→ Exercise details: Please collect every line of the data below that contains the word "with", copying each line unchanged.

** START OF Data for this task **

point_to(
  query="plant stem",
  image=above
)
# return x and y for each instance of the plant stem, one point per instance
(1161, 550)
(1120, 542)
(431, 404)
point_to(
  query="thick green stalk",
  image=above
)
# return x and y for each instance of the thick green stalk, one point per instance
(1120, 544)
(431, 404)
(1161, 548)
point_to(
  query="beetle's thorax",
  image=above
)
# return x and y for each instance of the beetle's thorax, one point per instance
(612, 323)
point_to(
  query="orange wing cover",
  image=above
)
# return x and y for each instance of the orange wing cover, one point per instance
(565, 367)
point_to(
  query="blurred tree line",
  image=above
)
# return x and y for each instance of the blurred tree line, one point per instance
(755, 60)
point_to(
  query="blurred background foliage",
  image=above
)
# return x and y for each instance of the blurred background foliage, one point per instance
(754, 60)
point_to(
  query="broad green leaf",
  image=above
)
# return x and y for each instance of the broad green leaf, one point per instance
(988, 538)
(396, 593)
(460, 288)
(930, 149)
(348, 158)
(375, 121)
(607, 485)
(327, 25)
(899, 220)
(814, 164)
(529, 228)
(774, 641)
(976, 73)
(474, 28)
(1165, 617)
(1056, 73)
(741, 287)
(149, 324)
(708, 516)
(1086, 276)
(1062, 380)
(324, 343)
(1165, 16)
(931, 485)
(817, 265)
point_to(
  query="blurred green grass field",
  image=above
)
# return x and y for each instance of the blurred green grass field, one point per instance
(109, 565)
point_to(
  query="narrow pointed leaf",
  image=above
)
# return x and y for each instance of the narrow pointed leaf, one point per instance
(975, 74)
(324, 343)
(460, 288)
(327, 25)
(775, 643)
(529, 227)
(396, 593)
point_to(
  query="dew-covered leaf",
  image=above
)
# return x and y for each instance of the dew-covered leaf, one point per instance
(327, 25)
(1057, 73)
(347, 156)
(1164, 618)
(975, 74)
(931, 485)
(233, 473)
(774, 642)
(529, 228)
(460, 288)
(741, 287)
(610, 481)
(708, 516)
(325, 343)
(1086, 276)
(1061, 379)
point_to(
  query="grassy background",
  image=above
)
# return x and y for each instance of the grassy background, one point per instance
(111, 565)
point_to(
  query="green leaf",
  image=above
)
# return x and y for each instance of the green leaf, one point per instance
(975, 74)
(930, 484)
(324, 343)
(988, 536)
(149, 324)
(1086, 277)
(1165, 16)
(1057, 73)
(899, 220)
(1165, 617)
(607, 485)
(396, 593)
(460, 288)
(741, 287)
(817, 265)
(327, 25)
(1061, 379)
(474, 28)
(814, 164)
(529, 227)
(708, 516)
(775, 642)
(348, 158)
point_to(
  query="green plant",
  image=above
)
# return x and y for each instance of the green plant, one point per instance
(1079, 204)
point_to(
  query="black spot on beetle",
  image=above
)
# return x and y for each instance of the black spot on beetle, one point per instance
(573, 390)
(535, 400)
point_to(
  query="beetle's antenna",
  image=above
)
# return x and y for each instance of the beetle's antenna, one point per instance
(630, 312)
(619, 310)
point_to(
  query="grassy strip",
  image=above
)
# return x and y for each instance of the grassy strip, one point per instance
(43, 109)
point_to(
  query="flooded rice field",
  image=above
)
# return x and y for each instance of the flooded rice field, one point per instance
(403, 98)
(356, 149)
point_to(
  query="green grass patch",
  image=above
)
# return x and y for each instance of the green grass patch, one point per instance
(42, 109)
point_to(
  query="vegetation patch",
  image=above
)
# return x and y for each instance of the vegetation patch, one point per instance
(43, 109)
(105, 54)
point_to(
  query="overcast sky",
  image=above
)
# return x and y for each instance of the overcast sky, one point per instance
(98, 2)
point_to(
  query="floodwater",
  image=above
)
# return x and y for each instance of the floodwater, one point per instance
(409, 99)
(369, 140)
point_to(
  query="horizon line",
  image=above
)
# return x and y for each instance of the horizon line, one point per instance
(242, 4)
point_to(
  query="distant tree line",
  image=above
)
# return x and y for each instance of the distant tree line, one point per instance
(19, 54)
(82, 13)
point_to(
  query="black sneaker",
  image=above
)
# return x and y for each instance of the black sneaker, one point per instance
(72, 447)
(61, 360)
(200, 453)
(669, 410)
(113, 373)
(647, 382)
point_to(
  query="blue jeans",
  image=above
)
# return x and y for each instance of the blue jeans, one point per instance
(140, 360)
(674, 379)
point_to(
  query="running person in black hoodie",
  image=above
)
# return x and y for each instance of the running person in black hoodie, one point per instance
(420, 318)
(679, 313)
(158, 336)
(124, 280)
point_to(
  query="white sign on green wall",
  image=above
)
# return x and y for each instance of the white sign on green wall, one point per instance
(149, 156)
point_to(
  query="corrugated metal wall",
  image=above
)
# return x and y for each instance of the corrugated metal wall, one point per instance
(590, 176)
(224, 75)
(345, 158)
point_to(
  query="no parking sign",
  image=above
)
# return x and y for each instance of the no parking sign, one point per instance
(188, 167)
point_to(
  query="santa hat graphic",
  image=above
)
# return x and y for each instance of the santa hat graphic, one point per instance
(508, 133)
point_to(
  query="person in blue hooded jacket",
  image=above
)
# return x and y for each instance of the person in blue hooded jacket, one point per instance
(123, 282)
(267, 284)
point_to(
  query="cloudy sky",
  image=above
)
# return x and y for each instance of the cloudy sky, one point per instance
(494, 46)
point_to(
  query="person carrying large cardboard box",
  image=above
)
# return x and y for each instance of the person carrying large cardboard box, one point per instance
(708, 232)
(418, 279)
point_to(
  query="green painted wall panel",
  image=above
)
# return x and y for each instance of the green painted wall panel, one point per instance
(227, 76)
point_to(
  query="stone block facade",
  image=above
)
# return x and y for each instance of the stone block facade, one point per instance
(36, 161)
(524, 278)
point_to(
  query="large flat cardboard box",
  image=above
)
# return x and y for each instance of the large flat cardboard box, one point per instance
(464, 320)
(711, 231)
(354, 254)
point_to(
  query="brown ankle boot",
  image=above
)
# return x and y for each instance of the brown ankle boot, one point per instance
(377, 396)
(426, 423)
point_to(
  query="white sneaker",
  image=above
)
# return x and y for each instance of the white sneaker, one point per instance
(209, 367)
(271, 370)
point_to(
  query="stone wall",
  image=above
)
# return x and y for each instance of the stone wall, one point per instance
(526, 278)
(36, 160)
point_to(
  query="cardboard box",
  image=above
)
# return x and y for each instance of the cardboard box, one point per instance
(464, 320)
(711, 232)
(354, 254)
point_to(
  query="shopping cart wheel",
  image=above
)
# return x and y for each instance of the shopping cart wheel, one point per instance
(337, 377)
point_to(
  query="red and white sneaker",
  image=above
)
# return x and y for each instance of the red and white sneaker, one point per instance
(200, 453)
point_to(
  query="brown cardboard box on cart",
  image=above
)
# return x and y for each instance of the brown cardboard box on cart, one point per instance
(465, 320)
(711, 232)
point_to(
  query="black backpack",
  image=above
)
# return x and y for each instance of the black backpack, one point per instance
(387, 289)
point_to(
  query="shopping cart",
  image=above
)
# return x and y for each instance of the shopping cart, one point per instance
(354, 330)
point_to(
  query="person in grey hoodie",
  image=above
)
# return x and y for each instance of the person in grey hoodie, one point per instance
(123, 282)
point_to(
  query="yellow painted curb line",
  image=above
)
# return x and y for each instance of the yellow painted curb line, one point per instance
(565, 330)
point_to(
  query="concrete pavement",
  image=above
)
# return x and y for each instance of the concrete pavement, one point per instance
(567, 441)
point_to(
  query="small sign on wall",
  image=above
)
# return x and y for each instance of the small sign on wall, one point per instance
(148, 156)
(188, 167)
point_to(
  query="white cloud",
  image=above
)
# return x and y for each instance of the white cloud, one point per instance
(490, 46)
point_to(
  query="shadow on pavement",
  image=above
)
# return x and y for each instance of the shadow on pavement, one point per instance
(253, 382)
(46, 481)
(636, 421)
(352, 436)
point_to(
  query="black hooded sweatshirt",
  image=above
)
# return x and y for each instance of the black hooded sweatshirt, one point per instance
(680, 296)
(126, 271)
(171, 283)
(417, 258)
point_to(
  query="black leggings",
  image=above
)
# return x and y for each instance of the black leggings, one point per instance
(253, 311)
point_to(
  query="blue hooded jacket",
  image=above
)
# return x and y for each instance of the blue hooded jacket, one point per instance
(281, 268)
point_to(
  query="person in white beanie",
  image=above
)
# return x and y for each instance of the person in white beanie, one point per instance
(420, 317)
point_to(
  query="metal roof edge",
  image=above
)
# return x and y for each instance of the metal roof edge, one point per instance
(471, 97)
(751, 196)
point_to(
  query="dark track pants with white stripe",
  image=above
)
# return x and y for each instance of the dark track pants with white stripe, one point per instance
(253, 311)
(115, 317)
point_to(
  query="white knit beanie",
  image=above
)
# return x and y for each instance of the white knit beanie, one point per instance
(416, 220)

** END OF Data for this task **

→ Full response:
  query="dark track pants with white stripe",
# return x and y for each instance of the dark track pants with white stripe, one point per instance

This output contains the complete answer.